• THE PROBLEM:
Reproduce all the material exactly, minus any pictures it holds.

##### DATASET EXCERPTS

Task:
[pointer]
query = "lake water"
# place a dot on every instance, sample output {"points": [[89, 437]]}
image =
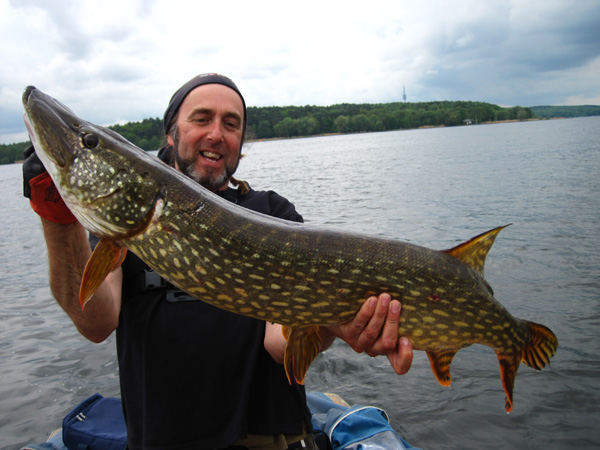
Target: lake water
{"points": [[434, 187]]}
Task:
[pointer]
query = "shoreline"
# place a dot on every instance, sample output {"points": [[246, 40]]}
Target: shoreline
{"points": [[424, 127]]}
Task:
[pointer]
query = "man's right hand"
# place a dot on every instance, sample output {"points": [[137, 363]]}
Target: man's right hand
{"points": [[39, 188]]}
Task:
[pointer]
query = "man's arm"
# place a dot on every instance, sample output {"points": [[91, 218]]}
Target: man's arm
{"points": [[68, 252], [373, 330]]}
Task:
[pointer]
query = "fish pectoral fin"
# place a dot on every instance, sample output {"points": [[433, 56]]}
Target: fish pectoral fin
{"points": [[107, 257], [509, 364], [541, 347], [440, 364], [474, 251], [303, 346]]}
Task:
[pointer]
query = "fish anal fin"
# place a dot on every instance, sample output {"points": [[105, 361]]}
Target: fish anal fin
{"points": [[509, 364], [106, 257], [474, 251], [303, 346], [440, 364], [541, 346]]}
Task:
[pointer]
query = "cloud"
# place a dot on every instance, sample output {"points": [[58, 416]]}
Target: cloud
{"points": [[122, 59]]}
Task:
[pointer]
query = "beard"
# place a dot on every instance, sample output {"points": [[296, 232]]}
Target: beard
{"points": [[210, 180]]}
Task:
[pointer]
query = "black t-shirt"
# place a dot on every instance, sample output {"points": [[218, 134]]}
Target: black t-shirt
{"points": [[194, 376]]}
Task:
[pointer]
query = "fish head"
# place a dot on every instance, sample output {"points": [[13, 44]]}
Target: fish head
{"points": [[92, 168]]}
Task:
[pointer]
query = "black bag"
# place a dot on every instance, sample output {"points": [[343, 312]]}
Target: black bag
{"points": [[97, 423]]}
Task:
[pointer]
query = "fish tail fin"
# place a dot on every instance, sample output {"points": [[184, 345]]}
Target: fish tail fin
{"points": [[303, 346], [107, 256], [541, 347], [440, 364], [538, 350]]}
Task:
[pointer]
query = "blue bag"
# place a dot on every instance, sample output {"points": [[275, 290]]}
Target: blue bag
{"points": [[97, 423], [354, 428]]}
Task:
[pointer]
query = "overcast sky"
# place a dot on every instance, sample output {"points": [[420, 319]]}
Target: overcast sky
{"points": [[121, 60]]}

##########

• EXERCISE OUTPUT:
Task:
[pointer]
query = "lake water"
# place a dot on every instance, sample output {"points": [[89, 437]]}
image =
Target: lake water
{"points": [[434, 187]]}
Task:
[pointer]
query = "shoreline"
# place a dot on every instance, sample output {"points": [[246, 40]]}
Target: shoreline
{"points": [[424, 127]]}
Task:
[pointer]
query = "man's right hand"
# place a dot on every instance, sample output {"points": [[137, 363]]}
Target: man's right hand
{"points": [[39, 188]]}
Task:
[pointer]
query = "man's arm"
# place a dot on every instance, sample output {"points": [[91, 218]]}
Target: man's arm
{"points": [[68, 252], [373, 330]]}
Task:
[pointer]
query = "fish pectoral fin"
# place a dot on every instance, sample output {"points": [[433, 56]]}
Target: fish pectoral fin
{"points": [[107, 257], [509, 364], [541, 347], [440, 364], [474, 251], [303, 346]]}
Task:
[pointer]
query = "fish anal fin"
# place a dot on every instance, sample output {"points": [[105, 361]]}
Target: fish anal fin
{"points": [[509, 364], [106, 257], [474, 251], [303, 346], [440, 364], [541, 346]]}
Task:
[pointer]
query = "cloud"
# place a dot on every instance, sample output {"points": [[58, 416]]}
Target: cloud
{"points": [[122, 59]]}
Task:
[pointer]
query = "beard"
# place a dot on every instance, sample output {"points": [[296, 232]]}
Target: beard
{"points": [[210, 180]]}
Task:
[pointer]
query = "black t-shirt"
# place a dot on every instance, sample output {"points": [[218, 134]]}
Target: black t-shirt
{"points": [[194, 376]]}
Task:
[pointer]
query = "fish head"
# place a dot on every instance, sample output {"points": [[13, 44]]}
Target: fish head
{"points": [[92, 168]]}
Task:
[pointer]
query = "black bag"
# place a dot on every instance, sample output {"points": [[343, 312]]}
Target: black bag
{"points": [[97, 423]]}
Task:
[pointer]
query = "fish tail fin"
# place a dot on every instance, sample output {"points": [[184, 345]]}
Target: fish tail fin
{"points": [[303, 346], [107, 256], [541, 347], [440, 364], [538, 350]]}
Task:
[pointer]
query = "blue bag"
# place a dot on every instance, sample output {"points": [[275, 290]]}
Target: blue bag
{"points": [[97, 423], [354, 428]]}
Task:
[pointer]
query = "overcast sky"
# place a dot on every instance, sample output {"points": [[420, 319]]}
Target: overcast sky
{"points": [[121, 60]]}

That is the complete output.